__WHAT THIS TASK INVOLVES__: Hand back each record exactly as you find it.

::: LISTED ENTRIES

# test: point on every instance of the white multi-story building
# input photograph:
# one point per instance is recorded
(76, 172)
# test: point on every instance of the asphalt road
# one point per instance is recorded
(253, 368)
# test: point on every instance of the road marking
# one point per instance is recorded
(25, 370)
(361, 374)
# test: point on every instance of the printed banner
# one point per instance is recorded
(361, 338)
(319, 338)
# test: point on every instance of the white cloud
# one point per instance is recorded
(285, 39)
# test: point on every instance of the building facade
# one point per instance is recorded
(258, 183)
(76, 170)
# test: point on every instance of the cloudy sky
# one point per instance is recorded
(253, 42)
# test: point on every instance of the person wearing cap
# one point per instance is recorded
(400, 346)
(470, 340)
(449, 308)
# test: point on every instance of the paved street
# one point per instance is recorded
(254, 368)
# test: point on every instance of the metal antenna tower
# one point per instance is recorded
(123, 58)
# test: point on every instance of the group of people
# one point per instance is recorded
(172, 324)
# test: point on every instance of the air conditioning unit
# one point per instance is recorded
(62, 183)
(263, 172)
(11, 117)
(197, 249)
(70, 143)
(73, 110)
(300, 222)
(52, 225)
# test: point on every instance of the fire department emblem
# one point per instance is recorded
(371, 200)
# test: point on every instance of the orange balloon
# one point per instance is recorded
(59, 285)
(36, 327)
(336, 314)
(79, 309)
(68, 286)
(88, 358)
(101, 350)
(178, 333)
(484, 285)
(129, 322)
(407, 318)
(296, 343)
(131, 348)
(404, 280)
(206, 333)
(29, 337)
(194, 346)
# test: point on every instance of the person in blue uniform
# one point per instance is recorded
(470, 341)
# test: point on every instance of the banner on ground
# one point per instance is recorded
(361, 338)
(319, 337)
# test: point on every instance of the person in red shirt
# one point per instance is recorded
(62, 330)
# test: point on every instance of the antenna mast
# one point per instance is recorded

::::::

__WRITTEN SOLUTION__:
# test: point on every instance of the white multi-story building
# input photograph:
# one point per instance is recorded
(76, 172)
# test: point on every instance of the asphalt road
# one point per instance is recorded
(253, 368)
# test: point on every instance of the road marking
# one point per instance is recorded
(25, 370)
(361, 374)
# test: point on every instance of the printed banner
# one point per instance is recorded
(361, 338)
(319, 338)
# test: point on every instance of the white cloud
# one point per instance is recorded
(285, 39)
# test: point on every instance of the building facade
# one point per instance is recorded
(258, 183)
(76, 170)
# test: point on every instance of the cloudy sky
# one point per instance is recorded
(253, 42)
# test: point on every instance of the person wearing cap
# one point per instance is recorded
(400, 346)
(470, 340)
(449, 308)
# test: point on every instance of the paved street
# one point per instance is recorded
(254, 368)
# test: point on every instance of the metal antenna tower
# one point per instance is recorded
(123, 58)
# test: point on every instance of the group of people
# one point per instance is recorded
(172, 324)
# test: point on every instance of the air conditioning unit
# one point per instance is recorded
(62, 183)
(263, 172)
(11, 117)
(197, 249)
(70, 143)
(73, 110)
(300, 222)
(52, 225)
# test: point on every instance of the fire department emblem
# one point per instance is recorded
(371, 200)
# test: point on every instance of the orange balloon
# one point per instance is recorded
(59, 285)
(36, 327)
(336, 314)
(79, 309)
(68, 286)
(88, 358)
(101, 350)
(178, 333)
(484, 285)
(129, 322)
(407, 318)
(296, 343)
(131, 348)
(404, 280)
(206, 333)
(29, 337)
(194, 346)
# test: point on every instance of the person in blue uniform
# one point per instance is recorded
(470, 341)
# test: point on every instance of the banner on ground
# one point per instance is recorded
(361, 338)
(319, 337)
# test: point on every instance of the person in red shirt
# one point per instance is recorded
(62, 330)
# test: point on every instance of the antenna mast
# one point per instance is recorded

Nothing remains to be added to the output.